[Activity]: In the data that follows, find the line with "<point>401,113</point>"; transcribe it, every later line up to the one with "<point>652,98</point>", and that line as well, exactly and with no others.

[Dataset extract]:
--- START ---
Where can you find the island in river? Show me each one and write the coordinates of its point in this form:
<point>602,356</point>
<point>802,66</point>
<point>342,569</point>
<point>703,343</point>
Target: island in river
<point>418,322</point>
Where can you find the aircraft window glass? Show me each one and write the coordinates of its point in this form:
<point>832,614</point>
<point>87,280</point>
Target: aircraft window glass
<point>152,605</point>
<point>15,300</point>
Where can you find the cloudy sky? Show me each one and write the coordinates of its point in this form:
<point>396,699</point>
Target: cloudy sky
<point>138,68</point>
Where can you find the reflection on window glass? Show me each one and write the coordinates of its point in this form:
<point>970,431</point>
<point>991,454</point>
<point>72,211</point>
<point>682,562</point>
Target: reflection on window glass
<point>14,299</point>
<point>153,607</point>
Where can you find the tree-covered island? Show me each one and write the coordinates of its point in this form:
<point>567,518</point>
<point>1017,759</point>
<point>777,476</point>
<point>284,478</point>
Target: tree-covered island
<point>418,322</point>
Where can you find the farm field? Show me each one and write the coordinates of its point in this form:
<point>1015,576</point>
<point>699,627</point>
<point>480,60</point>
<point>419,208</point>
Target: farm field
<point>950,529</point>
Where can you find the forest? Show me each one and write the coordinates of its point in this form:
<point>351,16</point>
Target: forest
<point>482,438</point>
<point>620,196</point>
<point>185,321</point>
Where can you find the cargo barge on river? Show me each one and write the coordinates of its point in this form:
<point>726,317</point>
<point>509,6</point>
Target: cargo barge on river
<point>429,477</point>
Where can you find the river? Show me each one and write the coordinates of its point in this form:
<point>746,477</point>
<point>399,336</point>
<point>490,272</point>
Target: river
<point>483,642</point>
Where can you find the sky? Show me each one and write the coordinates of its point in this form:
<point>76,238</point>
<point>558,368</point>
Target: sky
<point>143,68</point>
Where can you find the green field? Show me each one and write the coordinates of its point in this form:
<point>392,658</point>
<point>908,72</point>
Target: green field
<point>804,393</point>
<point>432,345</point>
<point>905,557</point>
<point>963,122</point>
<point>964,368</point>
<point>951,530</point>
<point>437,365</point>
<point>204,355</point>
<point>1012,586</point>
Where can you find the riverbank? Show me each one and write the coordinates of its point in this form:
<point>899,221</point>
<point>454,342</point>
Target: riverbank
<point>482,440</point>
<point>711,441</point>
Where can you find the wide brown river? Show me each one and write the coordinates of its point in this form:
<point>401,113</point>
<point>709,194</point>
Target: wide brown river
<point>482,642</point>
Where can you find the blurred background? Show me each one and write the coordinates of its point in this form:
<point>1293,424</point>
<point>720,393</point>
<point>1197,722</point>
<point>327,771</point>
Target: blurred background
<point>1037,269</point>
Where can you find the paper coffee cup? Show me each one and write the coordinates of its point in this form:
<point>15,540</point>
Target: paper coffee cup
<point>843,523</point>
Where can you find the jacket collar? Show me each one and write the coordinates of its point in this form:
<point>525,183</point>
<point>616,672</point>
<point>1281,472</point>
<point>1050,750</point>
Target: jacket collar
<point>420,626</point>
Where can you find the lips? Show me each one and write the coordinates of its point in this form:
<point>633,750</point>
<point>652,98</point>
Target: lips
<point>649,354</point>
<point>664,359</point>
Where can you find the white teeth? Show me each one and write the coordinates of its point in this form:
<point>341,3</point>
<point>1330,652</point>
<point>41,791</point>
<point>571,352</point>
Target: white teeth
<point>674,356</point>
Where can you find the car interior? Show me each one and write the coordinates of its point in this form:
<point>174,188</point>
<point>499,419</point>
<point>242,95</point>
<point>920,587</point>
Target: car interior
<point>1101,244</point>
--- END ---
[Solution to this task]:
<point>401,113</point>
<point>709,194</point>
Target: wide brown river
<point>482,642</point>
Where can you find the blurred background? Show me each one and write the coordinates of its point in this form:
<point>1293,424</point>
<point>720,393</point>
<point>1197,722</point>
<point>327,771</point>
Target: blurred background
<point>1037,269</point>
Where can you find the paper coffee cup? Show me each one and write the coordinates of its point in this form:
<point>15,540</point>
Target: paper coffee cup
<point>843,523</point>
Where can you find the jacket collar? Show me each one and write the coordinates of its point in this form:
<point>525,183</point>
<point>616,672</point>
<point>1281,472</point>
<point>1050,750</point>
Target: jacket collar
<point>420,626</point>
Where can you find the lips? Show me each one and write the coordinates of its point in this form:
<point>633,750</point>
<point>652,98</point>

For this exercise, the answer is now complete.